Aim of the task: Which people are mentioned by name in the text on dollar inflation?

Text:
Per Alan Greenspan’s
November 14, 2005 speech
– delivered to the Banco de Mexico – he confirmed that approximately
60% of foreign exchange reserves were held in the form of U.S. dollars
and 25% in the form of Euros. Although Europe is having some success
in having its particular brand of fiat money accepted internationally,
the United States is still the kingpin of exporting inflation.
With the dollar
being accepted around the world, as a medium of exchange, the Federal
Reserve’s irresponsible inflation of its own brand of money (the
dollar) has dire international ramifications. Frank Shostak provides
an apt description
of what Uncle Sam is doing on a global basis:
Consequently,
by means of money, which was created out of "thin air," …the counterfeiter
can consume without any production. Note that the money here,
which was created out of "thin air," is not supported by any production
of useful goods or services. Or we can also say that here we have
a case where nothing useful is exchanged for money and money is
exchanged for useful things – nothing is exchanged for something
useful by means of money out of "thin air."
He further
states that:
It follows
then that the diversion of real wealth from wealth generators
to non-wealth generators by means of increases in the money supply
is what inflation is all about. Or we can say that inflation is
about the economic impoverishment of wealth producers, which is
set in motion by means of inflating the stock of money.
Hugo Salinas
Price is acutely aware that the United States is plundering the
Earth’s wealth via exchanging dollars, created out of thin air,
for tangible products manufactured worldwide. Mr. Salinas is one
of Mexico’s leading businessmen and, over the past 55 years, has
guided Grupo
Elektra to become one of Mexico’s most successful business enterprises.

Dataset content:
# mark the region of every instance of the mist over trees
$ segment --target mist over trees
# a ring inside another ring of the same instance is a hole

Correct result: Alan Greenspan, Frank Shostak, Hugo Salinas Price